PASSAGE SHOWN
Most people would recognise one or two cancer symptoms, but as there are so many forms of the disease, this means there are many different symptoms, some of which may easily go unrecognised. Many cancer symptoms are similar to the symptoms of less serious health issues, which may discourage people from seeking medical advice. But the NHS advises on the importance of being aware of any unexplained changes to your body, as while they may be harmless, they could also pose a serious health risk. There is a vast array of symptoms for the 200 different types of cancer, here are six of the most common signs:
Always see a GP if you notice a lump in your breast, or elsewhere on your body, that is rapidly increasing in size.
Lumps can be caused by non-cancerous things like cysts or abscesses, but it’s always best to get them checked out as they may still need treating regardless.
Coughs are usually harmless, but a persistent cough lasting more than three weeks could be a sign of lung cancer or throat cancers.
A long-lasting cough could also be a sign of pneumonia, which would also need medical attention.

EXTRACTED INFORMATION
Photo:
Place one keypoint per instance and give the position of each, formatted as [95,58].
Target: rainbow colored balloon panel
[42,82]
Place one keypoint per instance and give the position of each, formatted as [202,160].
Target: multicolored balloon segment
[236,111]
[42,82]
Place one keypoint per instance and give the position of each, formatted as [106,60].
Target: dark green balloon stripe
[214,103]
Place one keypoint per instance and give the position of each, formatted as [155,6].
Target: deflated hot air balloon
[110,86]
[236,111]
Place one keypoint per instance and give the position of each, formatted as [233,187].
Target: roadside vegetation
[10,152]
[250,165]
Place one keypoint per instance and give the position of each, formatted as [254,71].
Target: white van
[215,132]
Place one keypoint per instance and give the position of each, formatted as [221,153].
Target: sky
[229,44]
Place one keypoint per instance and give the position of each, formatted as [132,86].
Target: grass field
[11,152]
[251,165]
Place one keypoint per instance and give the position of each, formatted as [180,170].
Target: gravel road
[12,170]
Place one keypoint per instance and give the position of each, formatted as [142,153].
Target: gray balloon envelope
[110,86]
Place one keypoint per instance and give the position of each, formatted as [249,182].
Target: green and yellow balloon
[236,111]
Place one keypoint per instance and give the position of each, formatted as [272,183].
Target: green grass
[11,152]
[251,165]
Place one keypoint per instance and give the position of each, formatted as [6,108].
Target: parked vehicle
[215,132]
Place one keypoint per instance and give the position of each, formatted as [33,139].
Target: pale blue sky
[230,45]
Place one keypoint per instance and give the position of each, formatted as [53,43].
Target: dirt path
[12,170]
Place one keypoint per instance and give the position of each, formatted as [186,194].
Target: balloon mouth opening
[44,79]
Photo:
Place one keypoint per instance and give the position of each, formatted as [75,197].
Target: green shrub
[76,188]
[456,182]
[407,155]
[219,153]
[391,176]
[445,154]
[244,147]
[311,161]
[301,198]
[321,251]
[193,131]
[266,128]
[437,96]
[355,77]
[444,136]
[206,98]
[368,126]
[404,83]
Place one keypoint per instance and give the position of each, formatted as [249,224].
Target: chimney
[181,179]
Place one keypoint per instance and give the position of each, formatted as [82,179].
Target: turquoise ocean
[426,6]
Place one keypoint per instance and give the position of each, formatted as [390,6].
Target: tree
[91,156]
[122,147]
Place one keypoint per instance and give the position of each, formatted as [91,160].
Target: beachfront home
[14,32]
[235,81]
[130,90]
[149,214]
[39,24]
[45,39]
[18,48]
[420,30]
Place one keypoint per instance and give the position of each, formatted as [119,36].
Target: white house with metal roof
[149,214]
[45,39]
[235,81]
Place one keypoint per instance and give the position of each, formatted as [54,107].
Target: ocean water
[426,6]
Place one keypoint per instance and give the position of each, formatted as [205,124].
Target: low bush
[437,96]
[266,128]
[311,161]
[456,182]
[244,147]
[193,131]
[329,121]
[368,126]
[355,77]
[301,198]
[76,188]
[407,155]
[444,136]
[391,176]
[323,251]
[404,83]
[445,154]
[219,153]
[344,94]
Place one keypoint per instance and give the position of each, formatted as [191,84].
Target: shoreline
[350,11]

WORK TO BE COMPLETED
Write out the entire passage on common cancer symptoms word for word. Rely only on the text for what follows.

RESULT BELOW
Most people would recognise one or two cancer symptoms, but as there are so many forms of the disease, this means there are many different symptoms, some of which may easily go unrecognised. Many cancer symptoms are similar to the symptoms of less serious health issues, which may discourage people from seeking medical advice. But the NHS advises on the importance of being aware of any unexplained changes to your body, as while they may be harmless, they could also pose a serious health risk. There is a vast array of symptoms for the 200 different types of cancer, here are six of the most common signs:
Always see a GP if you notice a lump in your breast, or elsewhere on your body, that is rapidly increasing in size.
Lumps can be caused by non-cancerous things like cysts or abscesses, but it’s always best to get them checked out as they may still need treating regardless.
Coughs are usually harmless, but a persistent cough lasting more than three weeks could be a sign of lung cancer or throat cancers.
A long-lasting cough could also be a sign of pneumonia, which would also need medical attention.